— Start of Data provided —

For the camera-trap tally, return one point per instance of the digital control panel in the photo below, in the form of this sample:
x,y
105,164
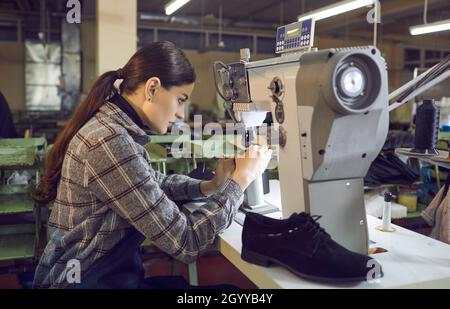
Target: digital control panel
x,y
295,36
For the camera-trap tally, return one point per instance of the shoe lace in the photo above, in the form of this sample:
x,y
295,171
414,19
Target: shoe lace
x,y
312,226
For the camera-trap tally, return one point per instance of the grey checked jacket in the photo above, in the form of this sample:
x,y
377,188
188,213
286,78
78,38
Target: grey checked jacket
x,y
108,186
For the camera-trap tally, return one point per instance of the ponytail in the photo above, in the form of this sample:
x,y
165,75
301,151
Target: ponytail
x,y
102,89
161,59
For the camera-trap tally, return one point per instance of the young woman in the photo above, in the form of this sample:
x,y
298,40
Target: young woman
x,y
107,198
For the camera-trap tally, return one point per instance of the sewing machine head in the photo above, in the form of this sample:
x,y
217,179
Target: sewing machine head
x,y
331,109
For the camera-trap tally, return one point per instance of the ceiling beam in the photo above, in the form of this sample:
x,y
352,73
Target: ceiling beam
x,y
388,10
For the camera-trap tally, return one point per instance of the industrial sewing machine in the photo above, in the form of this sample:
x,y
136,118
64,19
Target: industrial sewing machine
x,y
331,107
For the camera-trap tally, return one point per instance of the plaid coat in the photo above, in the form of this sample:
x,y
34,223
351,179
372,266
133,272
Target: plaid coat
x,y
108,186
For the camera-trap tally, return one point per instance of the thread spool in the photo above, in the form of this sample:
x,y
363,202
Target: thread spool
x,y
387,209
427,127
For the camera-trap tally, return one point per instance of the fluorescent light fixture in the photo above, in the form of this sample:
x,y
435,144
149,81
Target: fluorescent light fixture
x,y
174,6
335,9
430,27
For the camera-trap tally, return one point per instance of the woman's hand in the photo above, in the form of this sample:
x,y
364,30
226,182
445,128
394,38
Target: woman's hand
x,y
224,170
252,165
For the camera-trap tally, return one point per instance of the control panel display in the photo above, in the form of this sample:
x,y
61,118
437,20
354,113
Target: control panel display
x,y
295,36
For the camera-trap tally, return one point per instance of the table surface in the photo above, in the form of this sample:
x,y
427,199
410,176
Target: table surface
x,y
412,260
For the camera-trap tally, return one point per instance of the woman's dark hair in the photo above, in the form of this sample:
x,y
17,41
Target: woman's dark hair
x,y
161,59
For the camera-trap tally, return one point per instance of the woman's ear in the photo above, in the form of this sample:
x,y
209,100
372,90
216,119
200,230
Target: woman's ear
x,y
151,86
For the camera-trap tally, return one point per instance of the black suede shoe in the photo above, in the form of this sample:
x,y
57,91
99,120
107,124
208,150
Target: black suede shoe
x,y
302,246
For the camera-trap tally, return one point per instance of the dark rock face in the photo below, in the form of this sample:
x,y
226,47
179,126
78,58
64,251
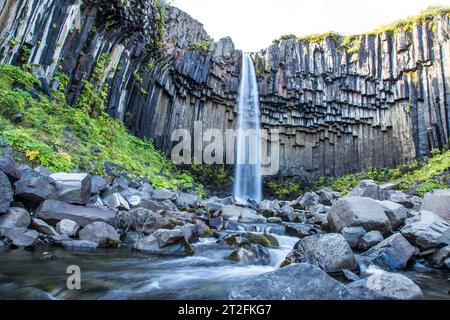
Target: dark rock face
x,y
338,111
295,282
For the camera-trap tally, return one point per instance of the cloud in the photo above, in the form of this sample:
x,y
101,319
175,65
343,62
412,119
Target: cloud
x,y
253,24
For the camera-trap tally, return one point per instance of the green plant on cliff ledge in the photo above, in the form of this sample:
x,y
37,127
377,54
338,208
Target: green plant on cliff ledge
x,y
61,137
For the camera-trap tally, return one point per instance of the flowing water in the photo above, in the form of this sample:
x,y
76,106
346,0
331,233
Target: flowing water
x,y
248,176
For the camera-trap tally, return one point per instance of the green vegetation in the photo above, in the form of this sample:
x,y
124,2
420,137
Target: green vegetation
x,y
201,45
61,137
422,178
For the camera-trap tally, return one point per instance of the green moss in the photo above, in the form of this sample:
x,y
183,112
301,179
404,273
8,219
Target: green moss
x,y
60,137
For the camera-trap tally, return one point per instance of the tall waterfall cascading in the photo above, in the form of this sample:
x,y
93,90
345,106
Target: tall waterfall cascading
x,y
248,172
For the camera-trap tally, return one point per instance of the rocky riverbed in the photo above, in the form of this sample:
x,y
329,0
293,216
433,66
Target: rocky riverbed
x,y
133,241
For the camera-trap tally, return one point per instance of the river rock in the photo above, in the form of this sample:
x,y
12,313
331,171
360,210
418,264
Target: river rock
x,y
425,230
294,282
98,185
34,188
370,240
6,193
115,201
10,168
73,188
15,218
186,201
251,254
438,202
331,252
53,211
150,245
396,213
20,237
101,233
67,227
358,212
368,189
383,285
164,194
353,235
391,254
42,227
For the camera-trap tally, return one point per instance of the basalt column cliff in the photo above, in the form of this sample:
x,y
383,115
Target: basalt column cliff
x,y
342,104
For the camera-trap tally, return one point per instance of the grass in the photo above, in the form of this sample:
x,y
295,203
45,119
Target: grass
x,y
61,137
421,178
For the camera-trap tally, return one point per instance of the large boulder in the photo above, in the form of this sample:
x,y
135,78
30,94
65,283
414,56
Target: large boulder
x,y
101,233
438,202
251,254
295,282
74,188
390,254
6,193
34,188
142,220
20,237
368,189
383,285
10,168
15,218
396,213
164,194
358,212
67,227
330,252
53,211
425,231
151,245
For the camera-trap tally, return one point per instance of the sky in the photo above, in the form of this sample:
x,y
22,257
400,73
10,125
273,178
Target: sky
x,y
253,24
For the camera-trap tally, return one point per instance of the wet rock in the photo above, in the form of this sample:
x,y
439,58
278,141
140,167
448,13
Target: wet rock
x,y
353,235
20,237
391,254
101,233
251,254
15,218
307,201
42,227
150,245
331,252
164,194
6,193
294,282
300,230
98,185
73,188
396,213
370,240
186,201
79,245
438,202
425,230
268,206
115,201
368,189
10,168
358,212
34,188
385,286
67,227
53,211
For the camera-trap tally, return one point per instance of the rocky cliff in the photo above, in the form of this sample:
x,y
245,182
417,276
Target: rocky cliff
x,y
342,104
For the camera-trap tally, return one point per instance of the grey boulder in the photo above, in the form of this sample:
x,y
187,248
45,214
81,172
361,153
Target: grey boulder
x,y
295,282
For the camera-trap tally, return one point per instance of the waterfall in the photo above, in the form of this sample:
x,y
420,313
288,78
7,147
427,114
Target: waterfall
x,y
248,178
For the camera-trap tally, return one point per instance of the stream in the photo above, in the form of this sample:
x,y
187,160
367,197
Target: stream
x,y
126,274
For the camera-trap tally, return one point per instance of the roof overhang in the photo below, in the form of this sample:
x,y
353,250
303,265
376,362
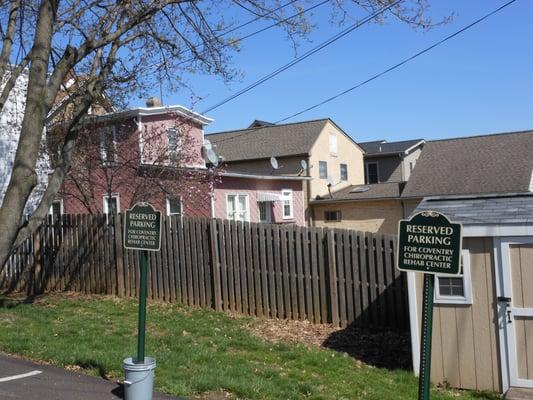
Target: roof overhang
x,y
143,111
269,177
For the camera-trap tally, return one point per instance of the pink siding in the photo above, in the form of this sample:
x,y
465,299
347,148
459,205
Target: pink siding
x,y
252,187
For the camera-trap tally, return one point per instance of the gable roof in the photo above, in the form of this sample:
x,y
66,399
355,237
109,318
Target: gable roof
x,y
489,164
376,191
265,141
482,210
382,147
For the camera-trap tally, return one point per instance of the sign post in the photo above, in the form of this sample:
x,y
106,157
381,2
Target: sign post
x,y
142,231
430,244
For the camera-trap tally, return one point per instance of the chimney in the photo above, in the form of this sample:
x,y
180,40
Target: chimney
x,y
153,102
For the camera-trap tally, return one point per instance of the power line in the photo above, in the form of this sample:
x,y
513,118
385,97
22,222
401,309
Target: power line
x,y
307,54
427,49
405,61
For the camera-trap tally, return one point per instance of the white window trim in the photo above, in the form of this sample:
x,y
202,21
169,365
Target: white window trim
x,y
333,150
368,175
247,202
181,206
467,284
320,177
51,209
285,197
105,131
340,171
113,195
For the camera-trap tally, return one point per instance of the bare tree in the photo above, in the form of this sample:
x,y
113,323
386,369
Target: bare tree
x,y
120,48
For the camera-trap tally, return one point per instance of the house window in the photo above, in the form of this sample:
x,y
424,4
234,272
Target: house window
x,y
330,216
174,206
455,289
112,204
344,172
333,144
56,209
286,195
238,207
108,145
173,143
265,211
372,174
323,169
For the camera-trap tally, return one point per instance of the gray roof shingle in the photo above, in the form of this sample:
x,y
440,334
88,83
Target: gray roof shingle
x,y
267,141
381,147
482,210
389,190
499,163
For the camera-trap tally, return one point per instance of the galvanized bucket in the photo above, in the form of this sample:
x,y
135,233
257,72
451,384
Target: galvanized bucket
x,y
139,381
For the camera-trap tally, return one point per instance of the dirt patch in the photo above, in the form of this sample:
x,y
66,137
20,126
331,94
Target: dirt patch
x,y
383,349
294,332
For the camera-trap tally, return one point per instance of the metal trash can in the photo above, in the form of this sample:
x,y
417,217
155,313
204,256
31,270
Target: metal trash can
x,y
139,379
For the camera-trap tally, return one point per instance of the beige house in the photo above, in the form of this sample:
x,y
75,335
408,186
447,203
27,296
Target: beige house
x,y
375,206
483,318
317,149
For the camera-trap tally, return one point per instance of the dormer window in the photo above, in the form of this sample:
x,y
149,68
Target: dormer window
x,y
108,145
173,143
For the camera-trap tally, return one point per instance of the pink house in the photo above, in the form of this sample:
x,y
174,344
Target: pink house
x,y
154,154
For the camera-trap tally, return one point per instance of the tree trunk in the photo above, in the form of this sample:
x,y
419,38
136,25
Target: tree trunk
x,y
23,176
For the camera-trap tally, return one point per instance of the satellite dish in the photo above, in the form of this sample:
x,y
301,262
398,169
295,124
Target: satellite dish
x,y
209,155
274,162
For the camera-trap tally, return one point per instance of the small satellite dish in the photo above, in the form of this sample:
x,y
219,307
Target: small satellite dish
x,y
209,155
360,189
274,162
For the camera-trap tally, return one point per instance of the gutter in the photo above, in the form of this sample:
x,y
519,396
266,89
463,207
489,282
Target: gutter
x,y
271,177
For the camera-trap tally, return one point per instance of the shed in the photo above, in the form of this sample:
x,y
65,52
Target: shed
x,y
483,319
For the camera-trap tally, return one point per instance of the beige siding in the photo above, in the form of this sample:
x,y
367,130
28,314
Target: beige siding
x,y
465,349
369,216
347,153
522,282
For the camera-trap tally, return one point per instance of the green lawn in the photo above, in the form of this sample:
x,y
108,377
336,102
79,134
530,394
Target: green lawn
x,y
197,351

— End of Data provided —

**Problem requirements**
Quote the lines of the listing above that run from the line with "of the small" through its last line, both included, and nothing else.

**Worked solution**
For the camera-trap tally, return one point per instance of the small satellite dish in the photo above, in the form of this sample:
x,y
219,307
Target: small satellite dish
x,y
209,155
360,189
274,162
For the camera-trap tally, return one point per instance of the gutter in the photo above, in the form of this sample:
x,y
519,396
266,89
463,207
489,282
Target: gutter
x,y
271,177
For the camera-trap tally, return one point per instance of the shed in the photo above, in the form of this sample:
x,y
65,52
Target: shed
x,y
483,319
For the camera-trap tally, return one point per instance of the beige siding in the photo above, in the form of this sample:
x,y
367,130
28,314
Target: beige siding
x,y
465,349
369,216
347,153
522,282
For the camera-trap tally, return one point per instance of the green lawn in the photo above, in the form of this sample:
x,y
108,377
336,102
79,134
530,394
Target: green lawn
x,y
197,351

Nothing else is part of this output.